■ **What the task asks**
Only the lines from the line containing "Objective — for every instance of the fluffy" to the end of the entries should be repeated, exactly as they appear.

■ **Input material**

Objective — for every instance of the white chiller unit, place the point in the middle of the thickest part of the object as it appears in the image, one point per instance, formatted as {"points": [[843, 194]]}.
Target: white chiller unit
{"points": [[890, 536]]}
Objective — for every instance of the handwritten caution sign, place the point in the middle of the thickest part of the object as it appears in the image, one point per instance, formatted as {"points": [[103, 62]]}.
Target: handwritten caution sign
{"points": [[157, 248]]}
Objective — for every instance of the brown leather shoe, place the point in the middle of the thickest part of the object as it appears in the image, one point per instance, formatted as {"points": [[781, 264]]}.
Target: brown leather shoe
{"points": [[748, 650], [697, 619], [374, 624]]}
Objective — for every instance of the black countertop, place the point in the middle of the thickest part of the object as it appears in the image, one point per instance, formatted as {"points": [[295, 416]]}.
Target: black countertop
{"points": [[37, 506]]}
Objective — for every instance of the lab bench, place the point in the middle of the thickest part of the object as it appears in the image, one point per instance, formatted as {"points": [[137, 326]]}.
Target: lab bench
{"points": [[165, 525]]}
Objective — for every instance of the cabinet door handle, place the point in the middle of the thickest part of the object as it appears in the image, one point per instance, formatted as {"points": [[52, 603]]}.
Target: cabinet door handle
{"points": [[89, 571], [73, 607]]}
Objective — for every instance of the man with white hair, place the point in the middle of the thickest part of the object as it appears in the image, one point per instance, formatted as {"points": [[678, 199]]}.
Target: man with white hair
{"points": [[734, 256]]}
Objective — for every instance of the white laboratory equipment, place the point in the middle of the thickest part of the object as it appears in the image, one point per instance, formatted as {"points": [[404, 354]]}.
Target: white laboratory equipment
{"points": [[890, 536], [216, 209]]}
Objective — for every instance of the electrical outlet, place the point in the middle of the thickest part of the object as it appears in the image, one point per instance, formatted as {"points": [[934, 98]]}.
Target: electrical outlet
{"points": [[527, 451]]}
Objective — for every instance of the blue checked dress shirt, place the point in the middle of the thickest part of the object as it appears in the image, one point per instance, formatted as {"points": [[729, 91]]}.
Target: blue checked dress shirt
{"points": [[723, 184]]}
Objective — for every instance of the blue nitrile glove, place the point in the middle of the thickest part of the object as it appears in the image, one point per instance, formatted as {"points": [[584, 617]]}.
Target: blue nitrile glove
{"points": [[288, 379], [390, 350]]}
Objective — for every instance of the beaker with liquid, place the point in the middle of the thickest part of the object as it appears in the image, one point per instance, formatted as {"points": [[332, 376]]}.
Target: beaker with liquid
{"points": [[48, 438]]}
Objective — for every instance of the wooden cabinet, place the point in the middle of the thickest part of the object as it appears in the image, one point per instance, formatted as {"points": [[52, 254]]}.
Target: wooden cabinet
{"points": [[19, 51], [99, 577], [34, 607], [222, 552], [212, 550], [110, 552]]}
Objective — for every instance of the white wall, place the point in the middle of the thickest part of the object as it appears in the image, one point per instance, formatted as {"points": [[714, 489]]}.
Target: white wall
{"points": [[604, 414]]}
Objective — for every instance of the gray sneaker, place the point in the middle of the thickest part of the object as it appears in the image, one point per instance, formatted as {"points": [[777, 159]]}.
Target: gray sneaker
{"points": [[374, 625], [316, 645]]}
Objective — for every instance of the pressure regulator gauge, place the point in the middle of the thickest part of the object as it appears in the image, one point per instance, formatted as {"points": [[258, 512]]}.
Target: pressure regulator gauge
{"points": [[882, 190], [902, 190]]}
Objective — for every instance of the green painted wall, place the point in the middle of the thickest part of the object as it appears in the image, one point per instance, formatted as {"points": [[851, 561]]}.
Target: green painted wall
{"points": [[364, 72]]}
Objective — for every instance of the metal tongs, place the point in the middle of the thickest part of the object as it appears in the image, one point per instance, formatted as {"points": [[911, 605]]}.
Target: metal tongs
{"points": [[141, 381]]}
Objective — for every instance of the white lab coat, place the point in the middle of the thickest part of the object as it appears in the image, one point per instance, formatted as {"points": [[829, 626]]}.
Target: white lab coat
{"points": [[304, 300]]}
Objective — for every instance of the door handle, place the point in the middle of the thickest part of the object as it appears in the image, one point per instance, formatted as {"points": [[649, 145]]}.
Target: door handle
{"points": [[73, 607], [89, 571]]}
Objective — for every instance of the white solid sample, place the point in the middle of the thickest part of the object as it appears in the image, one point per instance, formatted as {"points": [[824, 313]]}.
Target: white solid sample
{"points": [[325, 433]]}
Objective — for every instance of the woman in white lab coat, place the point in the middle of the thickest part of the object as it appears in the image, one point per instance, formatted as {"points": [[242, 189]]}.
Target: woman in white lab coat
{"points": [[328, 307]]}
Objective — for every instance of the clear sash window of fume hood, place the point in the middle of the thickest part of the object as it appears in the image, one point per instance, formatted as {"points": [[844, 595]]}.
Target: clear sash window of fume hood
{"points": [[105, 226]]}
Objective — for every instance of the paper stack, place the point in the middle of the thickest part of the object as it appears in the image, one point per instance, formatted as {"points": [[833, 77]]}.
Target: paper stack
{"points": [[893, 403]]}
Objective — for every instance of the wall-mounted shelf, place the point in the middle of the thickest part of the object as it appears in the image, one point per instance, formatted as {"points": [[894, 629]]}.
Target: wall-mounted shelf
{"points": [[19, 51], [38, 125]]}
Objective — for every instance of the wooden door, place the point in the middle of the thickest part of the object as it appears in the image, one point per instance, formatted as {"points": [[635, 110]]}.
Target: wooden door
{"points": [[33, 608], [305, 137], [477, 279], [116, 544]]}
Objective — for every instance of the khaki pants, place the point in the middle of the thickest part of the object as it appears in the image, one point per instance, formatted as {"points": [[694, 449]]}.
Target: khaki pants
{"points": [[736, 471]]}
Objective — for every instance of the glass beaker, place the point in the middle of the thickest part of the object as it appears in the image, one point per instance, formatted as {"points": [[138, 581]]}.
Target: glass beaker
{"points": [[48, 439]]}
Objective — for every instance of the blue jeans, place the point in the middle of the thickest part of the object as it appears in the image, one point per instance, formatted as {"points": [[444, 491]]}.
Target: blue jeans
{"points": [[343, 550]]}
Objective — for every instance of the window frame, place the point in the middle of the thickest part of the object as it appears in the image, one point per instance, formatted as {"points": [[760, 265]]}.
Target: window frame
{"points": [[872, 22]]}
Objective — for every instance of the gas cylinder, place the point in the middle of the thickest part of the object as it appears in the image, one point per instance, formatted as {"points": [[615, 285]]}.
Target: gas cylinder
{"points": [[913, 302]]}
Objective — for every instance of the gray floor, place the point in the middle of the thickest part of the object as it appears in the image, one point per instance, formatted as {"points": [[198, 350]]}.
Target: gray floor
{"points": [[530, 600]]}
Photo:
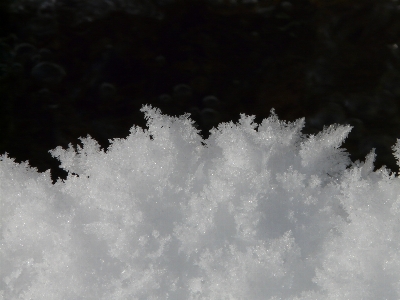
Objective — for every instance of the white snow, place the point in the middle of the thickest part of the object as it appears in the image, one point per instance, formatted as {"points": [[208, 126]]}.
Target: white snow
{"points": [[253, 212]]}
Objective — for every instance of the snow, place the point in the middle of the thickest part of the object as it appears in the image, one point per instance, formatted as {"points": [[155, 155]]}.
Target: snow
{"points": [[256, 211]]}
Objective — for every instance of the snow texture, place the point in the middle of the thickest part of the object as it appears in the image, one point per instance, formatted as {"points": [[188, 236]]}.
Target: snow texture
{"points": [[253, 212]]}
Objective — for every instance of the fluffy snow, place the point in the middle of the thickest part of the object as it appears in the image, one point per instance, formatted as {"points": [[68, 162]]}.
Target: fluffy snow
{"points": [[253, 212]]}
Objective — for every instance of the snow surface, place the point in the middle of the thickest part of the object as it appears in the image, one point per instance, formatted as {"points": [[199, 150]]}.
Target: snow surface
{"points": [[253, 212]]}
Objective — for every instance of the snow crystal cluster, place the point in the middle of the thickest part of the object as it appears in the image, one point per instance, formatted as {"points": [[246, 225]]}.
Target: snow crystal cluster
{"points": [[252, 212]]}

■ **Correct result**
Objective — for every instance of the fluffy snow, place the point in the middle of the thickest part of the object as it appears in the image, one point per instance, formatted as {"points": [[68, 162]]}.
Target: fluffy snow
{"points": [[253, 212]]}
Objective — for every instance of the snow surface, place the point in the middle of the thickest part of the object as it appears in the image, one point per instance, formatted as {"points": [[199, 150]]}.
Target: snow surface
{"points": [[253, 212]]}
Objective — for every instance of the snow crystal cluster, place the point in the middle of the thickest part of the object as it appears in the image, one point per instance, formatted as {"points": [[246, 225]]}.
Target: snow crystal cluster
{"points": [[252, 212]]}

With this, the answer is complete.